Begin PASSAGE TO READ

To maintain memory coherency, reads and writes of information to memory devices 168-174 are monitored or “snooped”. When either a memory read or a memory write of data at an address is detected, this address of the transaction is used as a snoop address. A snoop request is initiated and directed to all caches in system 100 such that snoop lookups can be performed to search for any address in the caches that match the snoop address. A snoop hit occurs for every match, and any needed corrective action is taken to maintain coherency of the data at the address in the cache where the snoop hit occurs. Coherency of information utilized by the processors 118-132 can be maintained in accordance with, for example, the MESI (Modified-Exclusive-Shared-Invalid) protocol.

To control the address buffer entries/data buffer entries among different requests, memory controllers 160-166 coupled to GOP and memory target modules 152-158 may implement a credit system. GOP and memory target modules 152-158 include logic to buffer transactions sent by requesters, and to buffer snoop credits issued by a target memory device 168-174.

End PASSAGE TO READ
Begin DATA TO USE

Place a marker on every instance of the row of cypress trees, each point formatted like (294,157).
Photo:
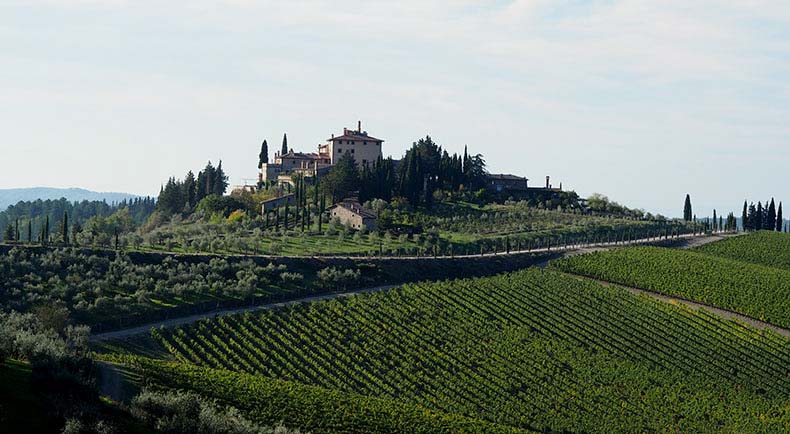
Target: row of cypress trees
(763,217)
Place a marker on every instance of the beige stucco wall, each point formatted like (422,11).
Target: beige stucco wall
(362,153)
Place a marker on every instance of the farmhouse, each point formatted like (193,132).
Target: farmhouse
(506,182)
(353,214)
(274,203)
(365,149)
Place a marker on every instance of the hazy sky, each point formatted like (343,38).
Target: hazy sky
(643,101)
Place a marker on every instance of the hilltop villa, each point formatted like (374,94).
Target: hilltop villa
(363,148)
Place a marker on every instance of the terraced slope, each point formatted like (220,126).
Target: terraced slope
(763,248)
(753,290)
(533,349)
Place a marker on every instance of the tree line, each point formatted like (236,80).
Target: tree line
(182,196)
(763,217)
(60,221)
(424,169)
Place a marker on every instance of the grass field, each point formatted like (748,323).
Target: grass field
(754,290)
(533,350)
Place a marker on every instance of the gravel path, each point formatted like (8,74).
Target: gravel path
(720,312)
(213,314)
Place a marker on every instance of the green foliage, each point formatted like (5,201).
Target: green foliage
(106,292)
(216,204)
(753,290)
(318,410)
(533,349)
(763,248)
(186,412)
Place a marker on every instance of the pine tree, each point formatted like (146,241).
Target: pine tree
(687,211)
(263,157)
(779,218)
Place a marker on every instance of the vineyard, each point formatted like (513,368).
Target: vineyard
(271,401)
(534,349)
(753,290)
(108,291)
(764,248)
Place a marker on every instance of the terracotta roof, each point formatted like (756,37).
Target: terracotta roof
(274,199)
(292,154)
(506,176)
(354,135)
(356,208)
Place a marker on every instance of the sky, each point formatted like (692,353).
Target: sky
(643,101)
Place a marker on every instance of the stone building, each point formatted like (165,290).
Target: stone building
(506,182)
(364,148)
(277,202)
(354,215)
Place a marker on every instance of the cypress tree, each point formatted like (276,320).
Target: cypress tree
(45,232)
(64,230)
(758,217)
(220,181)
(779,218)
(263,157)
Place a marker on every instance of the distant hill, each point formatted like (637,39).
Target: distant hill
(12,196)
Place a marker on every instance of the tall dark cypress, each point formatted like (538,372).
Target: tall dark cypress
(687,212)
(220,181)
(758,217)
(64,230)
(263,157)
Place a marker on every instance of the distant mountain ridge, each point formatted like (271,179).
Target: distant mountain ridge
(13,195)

End DATA TO USE
Begin DATA TO USE

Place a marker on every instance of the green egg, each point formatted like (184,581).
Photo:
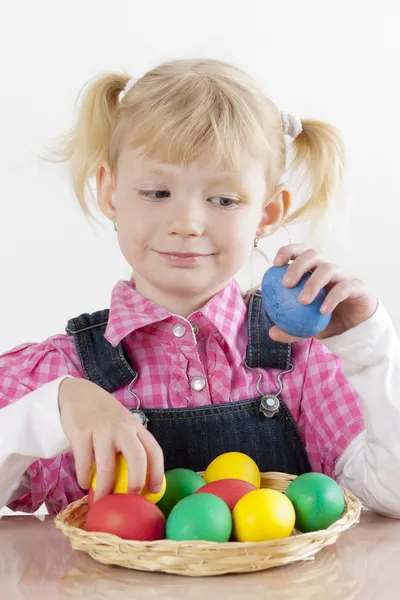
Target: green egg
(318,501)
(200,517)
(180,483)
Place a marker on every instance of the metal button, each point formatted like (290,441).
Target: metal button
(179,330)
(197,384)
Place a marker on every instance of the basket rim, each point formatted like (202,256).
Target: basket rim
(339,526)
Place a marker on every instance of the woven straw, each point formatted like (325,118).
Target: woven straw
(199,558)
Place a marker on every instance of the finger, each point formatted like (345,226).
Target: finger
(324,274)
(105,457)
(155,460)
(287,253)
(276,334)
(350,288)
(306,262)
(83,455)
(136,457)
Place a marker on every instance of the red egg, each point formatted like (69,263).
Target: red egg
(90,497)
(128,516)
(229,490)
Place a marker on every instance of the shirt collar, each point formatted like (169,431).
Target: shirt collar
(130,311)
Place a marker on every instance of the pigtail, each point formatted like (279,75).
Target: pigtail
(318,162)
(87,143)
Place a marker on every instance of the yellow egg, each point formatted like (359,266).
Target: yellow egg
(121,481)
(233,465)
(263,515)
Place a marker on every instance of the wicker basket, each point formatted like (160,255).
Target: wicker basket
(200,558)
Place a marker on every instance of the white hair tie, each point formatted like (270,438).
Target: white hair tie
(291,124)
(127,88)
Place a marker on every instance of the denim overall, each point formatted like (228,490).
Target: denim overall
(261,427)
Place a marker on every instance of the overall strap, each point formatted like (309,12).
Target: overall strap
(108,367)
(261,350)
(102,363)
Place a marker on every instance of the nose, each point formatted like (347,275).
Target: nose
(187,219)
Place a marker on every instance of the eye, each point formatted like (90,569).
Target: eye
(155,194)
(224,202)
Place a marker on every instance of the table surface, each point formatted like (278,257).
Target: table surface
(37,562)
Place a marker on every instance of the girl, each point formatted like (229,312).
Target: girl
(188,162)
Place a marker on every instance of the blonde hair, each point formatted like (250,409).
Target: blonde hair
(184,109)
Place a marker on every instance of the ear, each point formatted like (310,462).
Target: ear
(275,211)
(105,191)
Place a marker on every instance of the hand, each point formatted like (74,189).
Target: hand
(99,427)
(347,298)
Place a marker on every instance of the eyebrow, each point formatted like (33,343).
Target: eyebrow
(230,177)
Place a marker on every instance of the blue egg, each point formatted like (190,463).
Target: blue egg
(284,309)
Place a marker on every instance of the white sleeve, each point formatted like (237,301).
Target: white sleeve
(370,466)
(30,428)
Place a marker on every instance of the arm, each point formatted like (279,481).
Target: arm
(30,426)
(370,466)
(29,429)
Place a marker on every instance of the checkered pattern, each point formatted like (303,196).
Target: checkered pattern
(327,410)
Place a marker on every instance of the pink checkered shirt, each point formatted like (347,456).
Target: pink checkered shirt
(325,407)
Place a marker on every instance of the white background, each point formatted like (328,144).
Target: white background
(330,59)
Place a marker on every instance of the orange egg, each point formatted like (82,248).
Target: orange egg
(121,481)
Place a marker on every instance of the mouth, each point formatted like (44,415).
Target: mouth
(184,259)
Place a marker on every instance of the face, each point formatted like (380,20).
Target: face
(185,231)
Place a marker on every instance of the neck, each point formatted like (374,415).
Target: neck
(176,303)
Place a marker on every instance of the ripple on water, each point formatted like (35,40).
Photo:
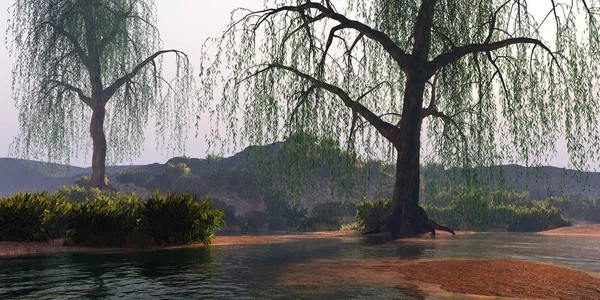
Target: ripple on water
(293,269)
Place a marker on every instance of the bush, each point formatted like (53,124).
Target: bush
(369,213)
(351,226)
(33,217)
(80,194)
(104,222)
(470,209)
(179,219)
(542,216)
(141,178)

End DATA TO USE

- [REQUIREMENTS]:
**1)** List the states named by the cache coherency protocol mentioned in the passage on memory coherency.
**2)** Pick out every line of the records that contains the string "overall".

- [SOLUTIONS PER TASK]:
**1)** Modified, Exclusive, Shared, Invalid

**2)**
Place a marker on every instance of the denim overall, each point formatted like (228,490).
Target: denim overall
Place a marker on every instance of the overall strap, each point formatted like (309,12).
Target: overall strap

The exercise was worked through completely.